Written instruction a: Report every line in the records below that contains the word "drawer", copying each line in full. Case counts.

PG student, ECE Department

Sri Venkateswara College of Engineering Pennalur, Sriperumbudur Tk,

Mrs. D. Menaka

Assistant Professor,ECE Department, Sri Venkateswara College of Engineering

Pennalur, Sriperumbudur Tk,

Abstract The objective of the proposed work is to detect and process multispectral remote sensed images and classify them effectively using an ensemble classifier over a region. Thus, analyzing the changes present in that region over a period of time using machine learning methods. (As the traditional methods like surveying is inefficient in analyzing the difficult terrains such as forest cover). The ensemble classifier which is proposed in this work is that of a decision tree or E-Tree (Ensemble Tree classifier), effectively handles large volumes of data. It constantly updates the new classifier, thereby discarding the old ones. First, classification of forest areas has been proposed. A region of interest is selected and processed resulting in data sets to form a dictionary. The dictionary of data sets is interactively made to learn at classifier (Decision E-Tree) for further processing. The accuracy for the proposed classifier needs to be analyzed and compared with the other commonly used classifiers such as SVM, Subspace Discriminant etc. The performance of classifier is analyzed by metrics such as Accuracy, Scatter Plot, Receiver Operating Characteristics curve. Training of different data sets at different locations of forest areas across the globe has to be carried out, for further increase in the accuracy of the classifier. Test images over different periods of time is given as input to the classifier, a Region of Interest is selected and it is predicted based on the trained classifier and the variations in the landscapes is efficiently detected.

Keywords Change Detection, DecisionTree,Classifier, Remote Sensed Images,Scatter Plot,Receiver Operating Characteistics.

  1. INTRODUCTION

    Climate change across the globe resulting in severe changes over the land terrains across the world. a serious threat to mankind. Hence, analyzing the land covers over a period of time has become essential in order to maintain an ecological balance. Traditional methods (e.g, field surveys, map interpretations) are not effective enough to process land covers and terrains over a wide area such as forest covers and the yet- to be unraveled areas by mankind across the globe.

    Change Detection (CD) involves the use of multi temporal data sets to discriminate areas of land cover change between dates of imaging. In general, these methods can be categorized into two types: The first type covers those methods detecting binary change/no-change information. This performs CD without additional thematic information and produces a CD map in which changed areas are separated from unchanged ones. Here, the comparison is performed directly on the spectral data, resulting in a difference image which is analyzed

    to separate insignificant from meaningful changes. This category includes image differencing, image rationing, vegetation index differencing, and principal component analysis (PCA), among others .

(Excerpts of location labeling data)
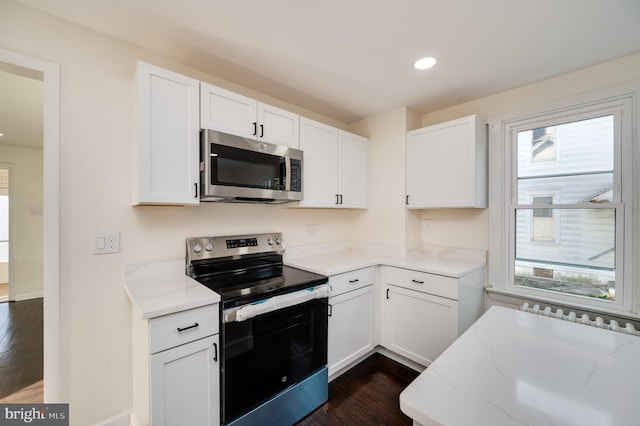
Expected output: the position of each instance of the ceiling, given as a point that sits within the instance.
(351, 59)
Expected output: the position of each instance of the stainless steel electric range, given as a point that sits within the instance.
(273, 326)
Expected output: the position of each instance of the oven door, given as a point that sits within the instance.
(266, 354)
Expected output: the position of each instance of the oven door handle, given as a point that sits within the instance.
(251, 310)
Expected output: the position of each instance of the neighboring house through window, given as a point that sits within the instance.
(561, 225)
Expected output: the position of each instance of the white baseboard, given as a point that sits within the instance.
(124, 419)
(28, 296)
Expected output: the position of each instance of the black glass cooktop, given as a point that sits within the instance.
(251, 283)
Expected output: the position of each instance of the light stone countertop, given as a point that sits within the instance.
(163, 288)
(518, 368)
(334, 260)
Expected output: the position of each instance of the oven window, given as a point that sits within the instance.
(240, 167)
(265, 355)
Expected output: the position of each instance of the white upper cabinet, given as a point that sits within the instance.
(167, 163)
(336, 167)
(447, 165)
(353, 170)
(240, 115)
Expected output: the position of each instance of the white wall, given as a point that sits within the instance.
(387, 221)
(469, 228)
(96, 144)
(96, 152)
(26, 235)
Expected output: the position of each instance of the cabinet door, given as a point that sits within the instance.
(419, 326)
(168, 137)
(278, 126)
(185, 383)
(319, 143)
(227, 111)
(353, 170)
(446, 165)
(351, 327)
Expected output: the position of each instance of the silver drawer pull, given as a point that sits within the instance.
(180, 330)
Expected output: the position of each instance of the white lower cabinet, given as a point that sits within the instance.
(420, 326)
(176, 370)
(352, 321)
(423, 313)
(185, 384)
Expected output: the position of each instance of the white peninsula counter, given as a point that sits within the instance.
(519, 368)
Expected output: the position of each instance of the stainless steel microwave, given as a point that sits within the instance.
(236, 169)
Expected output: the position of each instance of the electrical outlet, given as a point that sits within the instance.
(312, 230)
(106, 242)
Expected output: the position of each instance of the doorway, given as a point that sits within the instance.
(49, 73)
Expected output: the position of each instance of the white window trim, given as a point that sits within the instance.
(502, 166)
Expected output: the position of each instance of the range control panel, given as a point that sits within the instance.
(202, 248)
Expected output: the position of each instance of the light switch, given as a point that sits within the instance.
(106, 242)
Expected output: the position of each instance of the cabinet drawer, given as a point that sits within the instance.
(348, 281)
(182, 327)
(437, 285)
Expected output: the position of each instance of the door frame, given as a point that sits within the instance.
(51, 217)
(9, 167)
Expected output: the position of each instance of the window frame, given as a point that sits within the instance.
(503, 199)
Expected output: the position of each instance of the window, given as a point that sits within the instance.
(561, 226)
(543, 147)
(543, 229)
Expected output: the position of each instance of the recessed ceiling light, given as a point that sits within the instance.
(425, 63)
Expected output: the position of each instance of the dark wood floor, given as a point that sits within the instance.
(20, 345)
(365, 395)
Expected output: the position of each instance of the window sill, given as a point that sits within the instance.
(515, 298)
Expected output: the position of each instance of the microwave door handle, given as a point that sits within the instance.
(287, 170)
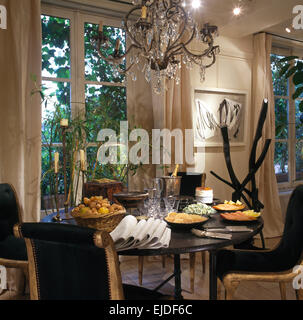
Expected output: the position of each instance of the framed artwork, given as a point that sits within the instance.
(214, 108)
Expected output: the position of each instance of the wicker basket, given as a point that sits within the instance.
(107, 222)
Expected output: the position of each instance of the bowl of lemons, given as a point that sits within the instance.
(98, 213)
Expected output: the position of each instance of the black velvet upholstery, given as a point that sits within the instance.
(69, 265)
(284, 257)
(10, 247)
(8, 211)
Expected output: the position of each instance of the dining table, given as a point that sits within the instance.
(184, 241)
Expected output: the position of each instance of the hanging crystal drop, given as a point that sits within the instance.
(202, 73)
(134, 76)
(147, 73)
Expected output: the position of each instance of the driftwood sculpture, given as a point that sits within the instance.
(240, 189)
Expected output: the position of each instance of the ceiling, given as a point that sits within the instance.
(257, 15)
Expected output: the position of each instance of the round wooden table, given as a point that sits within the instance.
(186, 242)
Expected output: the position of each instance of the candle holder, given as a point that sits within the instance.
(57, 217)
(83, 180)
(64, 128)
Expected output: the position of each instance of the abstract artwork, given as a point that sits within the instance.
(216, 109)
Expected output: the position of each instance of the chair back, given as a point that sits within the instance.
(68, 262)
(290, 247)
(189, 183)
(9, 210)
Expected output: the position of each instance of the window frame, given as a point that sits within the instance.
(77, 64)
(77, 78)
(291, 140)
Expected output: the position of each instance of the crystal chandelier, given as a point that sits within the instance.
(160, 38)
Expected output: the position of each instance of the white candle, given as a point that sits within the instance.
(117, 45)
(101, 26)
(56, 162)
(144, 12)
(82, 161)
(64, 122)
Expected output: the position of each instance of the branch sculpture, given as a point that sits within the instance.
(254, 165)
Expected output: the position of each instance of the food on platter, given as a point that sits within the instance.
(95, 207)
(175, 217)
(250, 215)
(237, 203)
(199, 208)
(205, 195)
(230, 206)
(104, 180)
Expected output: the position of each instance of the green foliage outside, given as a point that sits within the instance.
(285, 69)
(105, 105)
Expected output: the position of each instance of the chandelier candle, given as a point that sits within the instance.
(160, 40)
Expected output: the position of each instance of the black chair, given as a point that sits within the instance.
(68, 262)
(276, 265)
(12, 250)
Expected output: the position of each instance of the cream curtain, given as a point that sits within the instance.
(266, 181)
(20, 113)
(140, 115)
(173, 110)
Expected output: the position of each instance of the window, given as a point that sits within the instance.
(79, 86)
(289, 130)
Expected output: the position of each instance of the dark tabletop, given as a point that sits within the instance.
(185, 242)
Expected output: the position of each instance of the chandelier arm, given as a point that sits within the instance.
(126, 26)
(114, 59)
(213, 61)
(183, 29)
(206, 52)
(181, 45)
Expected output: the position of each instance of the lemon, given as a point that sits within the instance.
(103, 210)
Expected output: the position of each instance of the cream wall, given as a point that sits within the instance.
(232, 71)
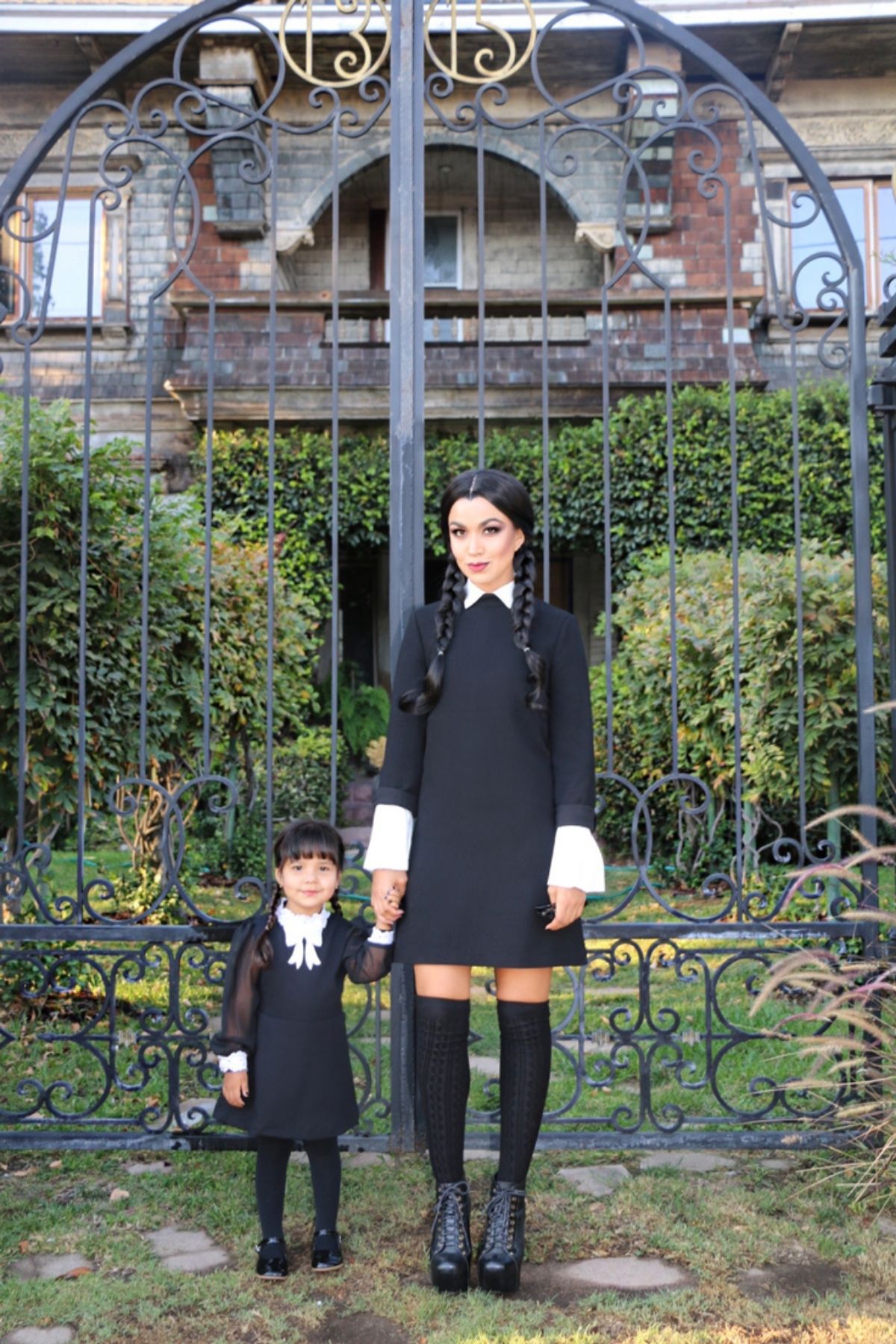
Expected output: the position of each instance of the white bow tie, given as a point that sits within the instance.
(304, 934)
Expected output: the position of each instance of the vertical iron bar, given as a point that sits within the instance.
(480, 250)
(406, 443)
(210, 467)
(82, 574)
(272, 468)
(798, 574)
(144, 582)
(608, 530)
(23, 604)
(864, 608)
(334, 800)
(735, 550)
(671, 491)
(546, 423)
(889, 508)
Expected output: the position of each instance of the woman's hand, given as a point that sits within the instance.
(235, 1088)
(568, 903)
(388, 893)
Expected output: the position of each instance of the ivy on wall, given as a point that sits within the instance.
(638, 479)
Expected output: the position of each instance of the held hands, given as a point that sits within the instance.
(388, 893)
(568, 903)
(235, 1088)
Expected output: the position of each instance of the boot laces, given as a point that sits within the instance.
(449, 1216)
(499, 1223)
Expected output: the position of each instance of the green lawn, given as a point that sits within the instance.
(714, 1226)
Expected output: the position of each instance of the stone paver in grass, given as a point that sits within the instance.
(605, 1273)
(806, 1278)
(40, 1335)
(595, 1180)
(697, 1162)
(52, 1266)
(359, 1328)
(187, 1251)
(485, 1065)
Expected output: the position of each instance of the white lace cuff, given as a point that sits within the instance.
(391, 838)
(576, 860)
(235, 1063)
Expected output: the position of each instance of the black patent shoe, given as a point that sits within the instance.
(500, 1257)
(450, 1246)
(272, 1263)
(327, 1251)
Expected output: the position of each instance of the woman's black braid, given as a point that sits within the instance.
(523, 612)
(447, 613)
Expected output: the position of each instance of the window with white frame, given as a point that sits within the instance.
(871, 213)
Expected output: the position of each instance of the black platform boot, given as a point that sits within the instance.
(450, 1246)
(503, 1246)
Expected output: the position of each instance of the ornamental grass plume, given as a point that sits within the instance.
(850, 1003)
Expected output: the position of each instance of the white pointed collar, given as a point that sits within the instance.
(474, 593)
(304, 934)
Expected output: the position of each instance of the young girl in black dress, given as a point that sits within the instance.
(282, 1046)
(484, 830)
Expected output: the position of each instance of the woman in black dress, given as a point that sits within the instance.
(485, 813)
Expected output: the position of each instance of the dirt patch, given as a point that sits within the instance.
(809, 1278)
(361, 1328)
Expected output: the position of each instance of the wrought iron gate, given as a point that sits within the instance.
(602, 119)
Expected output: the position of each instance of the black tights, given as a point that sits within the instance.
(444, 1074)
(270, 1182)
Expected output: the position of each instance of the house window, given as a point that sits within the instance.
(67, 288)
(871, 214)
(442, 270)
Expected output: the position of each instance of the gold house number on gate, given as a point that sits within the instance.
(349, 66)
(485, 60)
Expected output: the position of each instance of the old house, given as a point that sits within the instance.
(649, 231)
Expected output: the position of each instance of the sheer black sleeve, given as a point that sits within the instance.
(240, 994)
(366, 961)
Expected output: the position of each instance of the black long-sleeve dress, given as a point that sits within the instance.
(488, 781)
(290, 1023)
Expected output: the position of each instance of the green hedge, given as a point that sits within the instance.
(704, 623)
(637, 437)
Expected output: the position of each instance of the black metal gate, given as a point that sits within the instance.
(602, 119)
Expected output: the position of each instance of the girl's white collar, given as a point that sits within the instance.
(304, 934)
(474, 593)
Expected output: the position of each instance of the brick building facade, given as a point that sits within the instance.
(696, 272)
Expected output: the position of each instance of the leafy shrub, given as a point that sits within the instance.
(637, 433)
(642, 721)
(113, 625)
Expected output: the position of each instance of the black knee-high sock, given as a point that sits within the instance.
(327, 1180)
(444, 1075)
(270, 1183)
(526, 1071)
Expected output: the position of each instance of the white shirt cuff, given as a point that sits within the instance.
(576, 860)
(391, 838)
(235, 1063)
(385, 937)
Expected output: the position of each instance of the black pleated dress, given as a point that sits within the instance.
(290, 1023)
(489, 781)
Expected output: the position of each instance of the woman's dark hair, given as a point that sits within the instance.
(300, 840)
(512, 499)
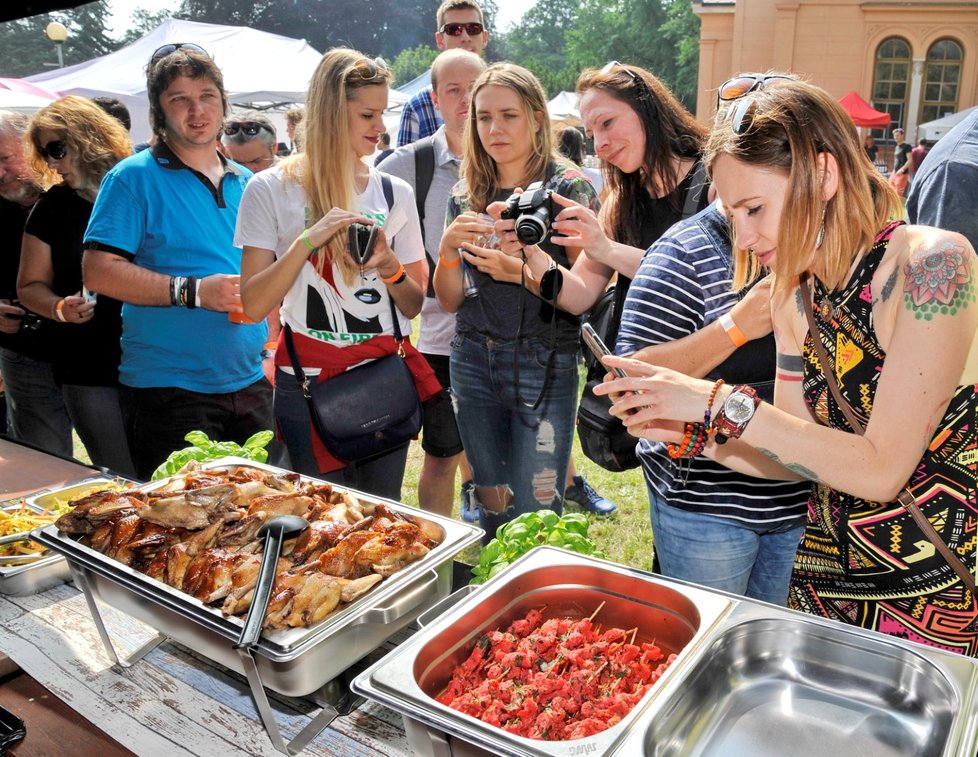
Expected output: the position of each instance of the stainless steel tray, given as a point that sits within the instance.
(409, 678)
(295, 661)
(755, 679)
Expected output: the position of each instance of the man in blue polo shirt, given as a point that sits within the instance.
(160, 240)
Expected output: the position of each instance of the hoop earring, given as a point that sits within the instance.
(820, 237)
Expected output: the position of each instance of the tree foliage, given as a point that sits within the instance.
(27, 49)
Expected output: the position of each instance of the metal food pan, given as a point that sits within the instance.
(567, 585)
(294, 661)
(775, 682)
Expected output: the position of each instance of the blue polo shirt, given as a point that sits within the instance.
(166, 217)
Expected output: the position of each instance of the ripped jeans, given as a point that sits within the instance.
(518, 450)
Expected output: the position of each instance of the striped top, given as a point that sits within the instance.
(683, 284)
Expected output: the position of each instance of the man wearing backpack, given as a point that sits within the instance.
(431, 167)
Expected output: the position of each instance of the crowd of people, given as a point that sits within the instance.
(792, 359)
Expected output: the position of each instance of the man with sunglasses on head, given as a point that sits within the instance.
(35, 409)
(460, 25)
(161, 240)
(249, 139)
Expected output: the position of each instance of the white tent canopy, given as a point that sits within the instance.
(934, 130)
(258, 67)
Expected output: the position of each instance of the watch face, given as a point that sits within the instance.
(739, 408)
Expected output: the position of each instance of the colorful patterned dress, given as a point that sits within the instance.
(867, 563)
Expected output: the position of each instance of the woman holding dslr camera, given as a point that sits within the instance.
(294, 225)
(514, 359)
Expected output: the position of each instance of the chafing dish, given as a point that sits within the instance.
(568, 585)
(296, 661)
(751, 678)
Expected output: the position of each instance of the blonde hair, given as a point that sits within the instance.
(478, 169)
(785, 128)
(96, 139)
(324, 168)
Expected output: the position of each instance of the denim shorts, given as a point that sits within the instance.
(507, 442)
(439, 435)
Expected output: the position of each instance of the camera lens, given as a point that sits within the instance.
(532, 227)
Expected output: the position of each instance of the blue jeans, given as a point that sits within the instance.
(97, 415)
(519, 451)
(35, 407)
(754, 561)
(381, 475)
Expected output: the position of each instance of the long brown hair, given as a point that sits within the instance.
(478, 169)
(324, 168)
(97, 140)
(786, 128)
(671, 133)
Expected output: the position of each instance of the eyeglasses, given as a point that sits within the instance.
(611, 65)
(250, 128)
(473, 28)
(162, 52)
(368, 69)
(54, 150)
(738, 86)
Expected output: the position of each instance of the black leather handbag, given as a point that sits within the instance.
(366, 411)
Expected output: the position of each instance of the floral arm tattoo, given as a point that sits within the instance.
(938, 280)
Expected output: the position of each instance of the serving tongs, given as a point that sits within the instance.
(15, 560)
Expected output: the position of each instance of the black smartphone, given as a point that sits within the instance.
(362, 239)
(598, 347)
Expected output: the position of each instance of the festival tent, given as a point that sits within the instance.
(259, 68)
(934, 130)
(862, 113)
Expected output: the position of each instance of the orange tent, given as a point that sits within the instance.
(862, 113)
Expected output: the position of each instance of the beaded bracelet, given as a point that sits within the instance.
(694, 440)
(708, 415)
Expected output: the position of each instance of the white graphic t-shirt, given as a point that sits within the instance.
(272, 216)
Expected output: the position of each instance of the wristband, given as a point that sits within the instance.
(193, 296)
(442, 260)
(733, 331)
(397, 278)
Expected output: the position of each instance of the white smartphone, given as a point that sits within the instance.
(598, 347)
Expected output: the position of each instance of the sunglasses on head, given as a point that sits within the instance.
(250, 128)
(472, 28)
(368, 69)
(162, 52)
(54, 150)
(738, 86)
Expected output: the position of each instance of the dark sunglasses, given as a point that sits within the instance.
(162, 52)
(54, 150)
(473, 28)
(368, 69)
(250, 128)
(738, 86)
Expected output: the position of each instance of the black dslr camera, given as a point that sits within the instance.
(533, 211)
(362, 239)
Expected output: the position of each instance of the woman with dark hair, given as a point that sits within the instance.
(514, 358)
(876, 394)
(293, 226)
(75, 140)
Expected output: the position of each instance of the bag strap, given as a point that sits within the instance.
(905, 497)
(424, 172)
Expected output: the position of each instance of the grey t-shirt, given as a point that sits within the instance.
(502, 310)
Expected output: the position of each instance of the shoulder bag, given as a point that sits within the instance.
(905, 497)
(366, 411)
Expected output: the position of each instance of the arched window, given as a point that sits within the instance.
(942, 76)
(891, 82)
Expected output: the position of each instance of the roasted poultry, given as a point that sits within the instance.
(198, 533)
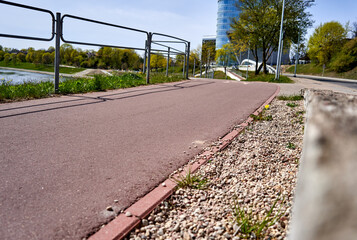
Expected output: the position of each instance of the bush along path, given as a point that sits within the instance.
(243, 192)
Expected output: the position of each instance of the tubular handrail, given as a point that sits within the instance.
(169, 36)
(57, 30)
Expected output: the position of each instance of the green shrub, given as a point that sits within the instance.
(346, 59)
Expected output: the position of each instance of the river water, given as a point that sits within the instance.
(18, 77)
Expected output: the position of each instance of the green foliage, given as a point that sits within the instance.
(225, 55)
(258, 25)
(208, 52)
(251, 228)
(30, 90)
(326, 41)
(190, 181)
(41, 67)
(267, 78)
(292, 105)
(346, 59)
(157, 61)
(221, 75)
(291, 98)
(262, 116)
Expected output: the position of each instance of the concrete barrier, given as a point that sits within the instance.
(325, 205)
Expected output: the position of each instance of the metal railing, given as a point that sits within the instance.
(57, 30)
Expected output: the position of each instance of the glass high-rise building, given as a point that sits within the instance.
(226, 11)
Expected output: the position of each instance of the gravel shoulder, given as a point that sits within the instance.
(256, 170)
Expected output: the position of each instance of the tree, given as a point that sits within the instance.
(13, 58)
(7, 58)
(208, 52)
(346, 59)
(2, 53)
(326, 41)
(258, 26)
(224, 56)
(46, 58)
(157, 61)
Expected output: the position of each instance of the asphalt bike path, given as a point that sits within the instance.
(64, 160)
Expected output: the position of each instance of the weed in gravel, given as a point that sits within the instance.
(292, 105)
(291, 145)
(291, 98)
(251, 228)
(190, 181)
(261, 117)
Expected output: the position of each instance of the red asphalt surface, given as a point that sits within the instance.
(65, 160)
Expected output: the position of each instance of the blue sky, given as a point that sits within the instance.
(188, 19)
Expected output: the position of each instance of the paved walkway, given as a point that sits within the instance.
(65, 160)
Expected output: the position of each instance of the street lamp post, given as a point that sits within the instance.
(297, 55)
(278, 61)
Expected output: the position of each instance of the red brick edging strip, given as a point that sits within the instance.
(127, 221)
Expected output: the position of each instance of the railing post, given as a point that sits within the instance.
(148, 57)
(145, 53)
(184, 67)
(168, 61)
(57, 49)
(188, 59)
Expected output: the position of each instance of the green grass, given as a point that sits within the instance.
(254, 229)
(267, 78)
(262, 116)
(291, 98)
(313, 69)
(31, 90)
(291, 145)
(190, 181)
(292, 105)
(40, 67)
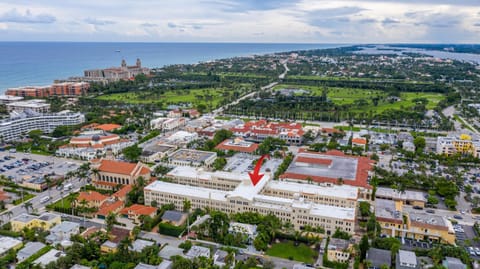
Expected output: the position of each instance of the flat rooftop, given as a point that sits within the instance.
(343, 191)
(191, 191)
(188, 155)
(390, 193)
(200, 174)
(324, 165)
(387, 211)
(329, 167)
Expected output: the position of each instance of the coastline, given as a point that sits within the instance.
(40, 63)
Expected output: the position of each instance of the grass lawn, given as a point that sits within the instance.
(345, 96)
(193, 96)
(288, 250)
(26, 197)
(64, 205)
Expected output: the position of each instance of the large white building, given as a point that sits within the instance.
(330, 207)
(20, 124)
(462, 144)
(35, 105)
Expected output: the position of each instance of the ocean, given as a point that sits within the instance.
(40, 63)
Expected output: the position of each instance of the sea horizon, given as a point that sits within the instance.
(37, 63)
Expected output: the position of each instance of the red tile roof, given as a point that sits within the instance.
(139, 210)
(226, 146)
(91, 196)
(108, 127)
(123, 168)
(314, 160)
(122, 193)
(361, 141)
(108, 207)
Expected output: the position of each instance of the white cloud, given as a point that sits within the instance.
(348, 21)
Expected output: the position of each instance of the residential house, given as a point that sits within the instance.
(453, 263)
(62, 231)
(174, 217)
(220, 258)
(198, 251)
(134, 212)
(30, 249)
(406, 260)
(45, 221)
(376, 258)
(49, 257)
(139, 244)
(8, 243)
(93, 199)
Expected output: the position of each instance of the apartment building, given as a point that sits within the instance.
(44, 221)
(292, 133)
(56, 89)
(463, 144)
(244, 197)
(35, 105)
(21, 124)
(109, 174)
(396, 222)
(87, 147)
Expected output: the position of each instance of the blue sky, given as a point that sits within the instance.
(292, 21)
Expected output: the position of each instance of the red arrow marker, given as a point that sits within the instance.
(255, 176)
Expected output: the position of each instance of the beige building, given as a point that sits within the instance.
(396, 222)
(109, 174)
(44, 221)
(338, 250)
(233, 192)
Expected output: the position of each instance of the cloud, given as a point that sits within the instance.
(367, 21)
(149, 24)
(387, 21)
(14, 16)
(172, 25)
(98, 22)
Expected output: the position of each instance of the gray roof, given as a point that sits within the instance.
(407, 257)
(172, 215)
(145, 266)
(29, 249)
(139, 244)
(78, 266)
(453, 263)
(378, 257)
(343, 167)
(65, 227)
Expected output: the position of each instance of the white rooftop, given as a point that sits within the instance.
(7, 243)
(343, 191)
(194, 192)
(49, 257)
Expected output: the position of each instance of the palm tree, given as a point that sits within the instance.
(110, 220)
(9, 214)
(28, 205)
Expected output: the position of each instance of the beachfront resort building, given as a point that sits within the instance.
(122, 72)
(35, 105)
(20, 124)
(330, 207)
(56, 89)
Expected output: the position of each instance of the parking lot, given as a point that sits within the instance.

Written instruction b: Extend the paper excerpt on change detection in remote sensed images above, picking up right after its last sentence.

Task result a:
Expected output: the position of each instance of the silver drawer pull, given as a point that sits within the instance.
Expected output: the position of each instance of the cabinet drawer, given as a point that sits within the instance.

Task result b:
    The second type of CD covers those approaches detecting detailed fromto change, such as post classification comparison, CVA, and hybrid CD methods based on the intensity of pixel values. The basis of CD is quantifying and labeling changes in the spectral space.

    The first known efficient work on change detection is done by differencing two remote sensed images at different time instants and statistical analysis was carried out[1].In order to analyze difficult land terrains like forest regions, an effective Artificial Neural Network framework was proposed to estimate the changes[2]. A regression model estimating radar backscattering amplitude over the forest region of Southern Sweden prior to the storm was developed and compared after the storm had affected the same region to estimate the changes[3]. Principle Component Analysis (PCA) and K-means Clustering techniques are employed (unsupervised method) in order to analyze the change detection. The difference or changed image over a period of time, is represented in the vector space and clustering technique is used to study the variations[4]. Hyperspectral remote sensing imagery at different time instants and resolutions are analyzed for variations by the proposed classification approach, a Support Cluster Machine (SCM) [5]. An entropy based approach is designed for analyzing the multispectral images and the classification approach is compared with maximum likelihood, parallelepiped, minimum distance classification etc.,[6]. The recent change detection approach proposed is that of a ensemble classification of multilayer perceptrons (Artificial Neural Network approach) to analyze the change detection[7]. A survey on the existing change detection approach, their characteristics, efficiencies, limitations etc., has been reported[8].

  2. TERMINOLOGIES

    1. MultiSpectral Image

      A multispectral image is one that captures image data at specific frequencies across the electromagnetic spectrum. The wavelengths may be separated by filters or by the use of instruments that are sensitive to particular wavelengths,

      including light from frequencies beyond the visible light range, such as infrared. Spectral imaging can allow extraction of additional information the human eye fails to capture with its receptors for red, green and blue. It was originally developed for space-based imaging. Satellite images are multispectral in nature.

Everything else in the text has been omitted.